BEGIN PROVIDED DATA
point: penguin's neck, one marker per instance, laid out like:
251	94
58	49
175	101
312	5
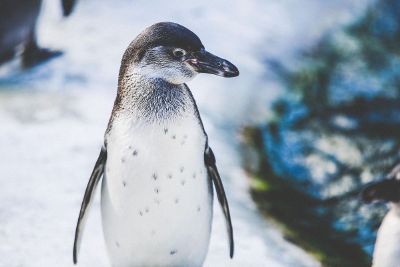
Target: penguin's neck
152	99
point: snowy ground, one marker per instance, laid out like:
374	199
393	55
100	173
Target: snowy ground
54	116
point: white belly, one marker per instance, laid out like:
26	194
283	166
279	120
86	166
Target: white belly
156	195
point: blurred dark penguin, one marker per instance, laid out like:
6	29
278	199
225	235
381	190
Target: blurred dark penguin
18	20
387	245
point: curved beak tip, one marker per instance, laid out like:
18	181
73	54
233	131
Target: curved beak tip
205	62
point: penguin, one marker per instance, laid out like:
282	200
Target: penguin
387	245
157	166
18	20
END PROVIDED DATA
EXERCISE PROMPT
Transcribe exactly, please, the lines from the one with "point: curved beak" to the last line of the entries above, ends included.

YOUR SOLUTION
point: curved beak tip, one marker per instance, laid out like:
18	181
73	54
233	131
Target: curved beak tip
205	62
point: penguin, one marker per instance, laid out like:
282	200
Target: penguin
387	245
157	166
18	20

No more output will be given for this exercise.